Stored data:
#####
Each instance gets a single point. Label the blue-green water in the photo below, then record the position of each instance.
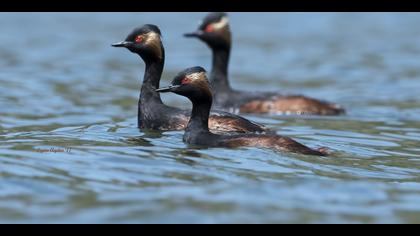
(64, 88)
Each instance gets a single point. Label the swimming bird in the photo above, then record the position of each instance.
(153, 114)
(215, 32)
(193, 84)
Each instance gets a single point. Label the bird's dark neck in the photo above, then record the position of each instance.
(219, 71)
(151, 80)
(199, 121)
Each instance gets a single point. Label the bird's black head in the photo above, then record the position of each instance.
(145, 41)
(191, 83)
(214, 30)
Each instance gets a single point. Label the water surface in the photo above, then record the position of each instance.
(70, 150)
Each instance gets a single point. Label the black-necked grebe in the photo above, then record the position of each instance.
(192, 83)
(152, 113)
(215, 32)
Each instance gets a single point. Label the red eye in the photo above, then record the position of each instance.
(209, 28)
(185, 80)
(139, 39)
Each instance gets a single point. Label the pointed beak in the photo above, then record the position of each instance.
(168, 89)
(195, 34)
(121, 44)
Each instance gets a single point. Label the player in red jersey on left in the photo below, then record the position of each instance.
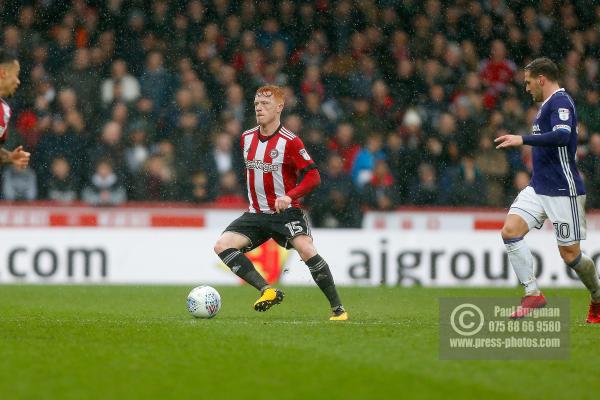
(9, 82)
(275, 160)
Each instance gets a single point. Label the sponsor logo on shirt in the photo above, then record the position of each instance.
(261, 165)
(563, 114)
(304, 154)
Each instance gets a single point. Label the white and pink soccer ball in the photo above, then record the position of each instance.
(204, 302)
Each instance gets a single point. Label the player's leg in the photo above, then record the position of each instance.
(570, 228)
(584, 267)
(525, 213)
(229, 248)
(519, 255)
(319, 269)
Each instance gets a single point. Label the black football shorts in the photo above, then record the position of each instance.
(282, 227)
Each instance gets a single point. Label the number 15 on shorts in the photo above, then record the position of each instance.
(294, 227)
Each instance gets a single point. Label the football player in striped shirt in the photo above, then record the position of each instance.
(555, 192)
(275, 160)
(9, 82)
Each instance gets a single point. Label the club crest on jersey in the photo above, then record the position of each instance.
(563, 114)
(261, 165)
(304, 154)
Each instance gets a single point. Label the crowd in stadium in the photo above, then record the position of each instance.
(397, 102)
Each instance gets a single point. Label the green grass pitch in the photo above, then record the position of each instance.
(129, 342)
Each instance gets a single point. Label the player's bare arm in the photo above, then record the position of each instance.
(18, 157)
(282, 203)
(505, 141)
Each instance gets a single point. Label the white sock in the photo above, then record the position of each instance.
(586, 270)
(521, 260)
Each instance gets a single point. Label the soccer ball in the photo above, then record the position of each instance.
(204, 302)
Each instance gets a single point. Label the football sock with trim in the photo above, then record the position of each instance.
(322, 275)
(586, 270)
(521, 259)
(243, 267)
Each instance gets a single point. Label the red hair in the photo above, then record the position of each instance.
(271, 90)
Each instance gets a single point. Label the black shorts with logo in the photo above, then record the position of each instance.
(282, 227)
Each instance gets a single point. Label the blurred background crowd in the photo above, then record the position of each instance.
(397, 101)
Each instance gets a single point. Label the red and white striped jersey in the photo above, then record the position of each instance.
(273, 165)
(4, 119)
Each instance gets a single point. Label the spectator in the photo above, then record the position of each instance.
#####
What you should do
Could you write all the entries out again exactly, but without their pictures?

Response to the task
Each instance gets a single point. Label the blue-green water in the photo below, then record the position of each instance.
(64, 88)
Each instance gets a single point. Label the swimming bird in the photo above, then record the position of each instance.
(153, 114)
(215, 32)
(193, 84)
Each instance gets a single point. Label the bird's dark neck in the photo above, then record the position of each instance.
(219, 71)
(151, 80)
(199, 121)
Each instance gets a single point. Label the bird's black head in the photo above, then record the position of each instance.
(145, 41)
(191, 83)
(214, 30)
Each instance gets a single point. Label the water surface in the photo above, then record the position of each instance.
(70, 150)
Each instance gets a single point. Label the black-necked grebe in the photo above, then record the position of each instance.
(192, 83)
(152, 113)
(215, 32)
Each instance gets a single point. Label the red eye in the photo above, then record the position of each instance.
(209, 28)
(185, 80)
(139, 39)
Each instance gets a single point. Label the pointed beak in the photo above, then record the position of each instance.
(168, 89)
(195, 34)
(121, 44)
Each instance gets a single point. Label the player in red jersey on left in the photo below, then record the position of each instance.
(9, 82)
(275, 160)
Each instance gets a single point. Label the sponsor logo on shirt in the photo above, then record the position of each instance.
(261, 165)
(563, 114)
(304, 154)
Each instance gets a single point. Label the white and pink soccer ball in the photo above, then record the position of each instance.
(204, 302)
Each instance gets a single point. Label the player's leg in the photo above, then record the position of each instance.
(570, 228)
(584, 267)
(525, 213)
(229, 248)
(519, 255)
(319, 269)
Each instance gets a single point. Label the black football shorts in the photo above, then record the position of each instance.
(282, 227)
Each instance gets a single point. Label the number 15 on shorts in the photo above, then record the position of each instance.
(294, 227)
Each instance gets a single point. Label the football player in striped shirt in the photo above, then record the position of each instance.
(555, 192)
(275, 160)
(9, 82)
Each instance gets a single point. Label the club crest on jersey in the photo above, then record the position of each instance.
(563, 114)
(261, 165)
(304, 154)
Each instance gets a single point. Label the crowd in stadium in the photo above, then record the position of each instance.
(397, 102)
Each instance gets a single point. Label the green grass pitch in the photo above, then record the position of each instance.
(129, 342)
Each instance gets a single point. Label the player's bare arm in the photo above, then record the position of each instance.
(18, 157)
(282, 203)
(505, 141)
Each instance gets a single point. Label the white sock in the photo above, then record the position of each instance.
(586, 270)
(521, 260)
Each instance gets a single point. Label the soccer ball in the photo above, then record the position of each instance.
(204, 302)
Each instance gets a single point. Label the football sock with trim in the photo above, then record the position of each instance.
(322, 275)
(586, 270)
(521, 259)
(243, 267)
Each instance gets a single point. Label the red hair in the photo above, then record the position of each instance.
(271, 90)
Each instance gets a single point. Label the black shorts with logo in the photo above, then record the position of each instance.
(282, 227)
Each instance gets a single point. Label the blurred background crowd in the photo above, then record the position of each instance.
(397, 101)
Each instance gets a single point. Label the red and white striped jersey in the photo above, then record the position of each instance.
(273, 165)
(4, 119)
Each instance gets a single point. Label the spectator in the photo above, then record the position of each instance.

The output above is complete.